SUPPLIED TEXT >>
* * * *

# Easy access to categories?



## Jan (Jan 21, 2015)

Hi, 
as I see it, still every post on the canonrumors site is assigned to a category i.e. "Canon Reviews", "Canon Lenses", "Canon EOS 1D C", and so on.

But... where can I browse these categories? When I scroll down to the bottom of the site it says "No Categories". Is this a bug?


----------



## neuroanatomist (Jan 21, 2015)

IIRC, there used to be a list on the right of the page, where the 'popular posts' section is now. Not a great workaround, but the category is at the top of each post (between date and "follow on our forum") and clicking it takes you to the category page. You could use the search box to find a particular topic, then browse from there.


----------



## Jan (Mar 9, 2015)

It's a pity that with the new design now (which is nice, I like it 8)) the categories seem to have disappeared completely.


----------



## tolusina (Mar 9, 2015)

Forum Home


----------



## neuroanatomist (Mar 9, 2015)

tolusina said:


> Forum Home



Thanks, but most likely he meant the categories for the main CR news items, e.g., Lenses, Patents, etc.


----------



## Canon Rumors Guy (Mar 9, 2015)

The categories are coming back, they should go live tonight. They aren't going to be as broad as they were previously, that was too difficult to manage, especially going forward with some of the new site features that will also come live soon.


----------

* * * *

RECORD EXCERPTS >>
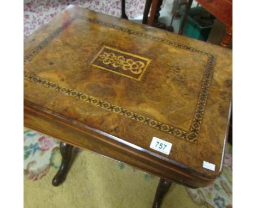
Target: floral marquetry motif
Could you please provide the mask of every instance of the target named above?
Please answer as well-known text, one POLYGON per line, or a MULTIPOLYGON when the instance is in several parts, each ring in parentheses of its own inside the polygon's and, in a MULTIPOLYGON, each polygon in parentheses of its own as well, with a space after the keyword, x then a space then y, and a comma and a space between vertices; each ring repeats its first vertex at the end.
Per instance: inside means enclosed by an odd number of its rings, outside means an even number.
POLYGON ((172 181, 205 186, 222 167, 231 56, 70 6, 25 40, 24 125, 172 181), (153 137, 172 144, 169 155, 150 148, 153 137))
POLYGON ((139 56, 103 46, 90 64, 115 74, 140 81, 150 60, 139 56))

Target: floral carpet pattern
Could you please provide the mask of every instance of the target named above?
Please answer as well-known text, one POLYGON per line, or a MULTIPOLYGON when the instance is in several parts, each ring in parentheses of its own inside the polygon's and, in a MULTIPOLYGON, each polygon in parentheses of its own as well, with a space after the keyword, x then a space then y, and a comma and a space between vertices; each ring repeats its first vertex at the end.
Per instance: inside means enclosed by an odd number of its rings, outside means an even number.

* * * *

GIVEN PROBLEM 1 >>
Which distinct usernames posted in the thread?
GIVEN PROBLEM 2 >>
In the thread, where in each post does neuroanatomist say the category appears?
GIVEN PROBLEM 3 >>
Reproduce word for word the stretch of the thread from "IIRC, there used" through "have disappeared completely.".
Answer from the thread alone, not from the listing.

TASK ANSWER 1 >>
Jan, neuroanatomist, tolusina, Canon Rumors Guy

TASK ANSWER 2 >>
At the top of each post, between the date and "follow on our forum."

TASK ANSWER 3 >>
IIRC, there used to be a list on the right of the page, where the 'popular posts' section is now. Not a great workaround, but the category is at the top of each post (between date and "follow on our forum") and clicking it takes you to the category page. You could use the search box to find a particular topic, then browse from there.


----------



## Jan (Mar 9, 2015)

It's a pity that with the new design now (which is nice, I like it 8)) the categories seem to have disappeared completely.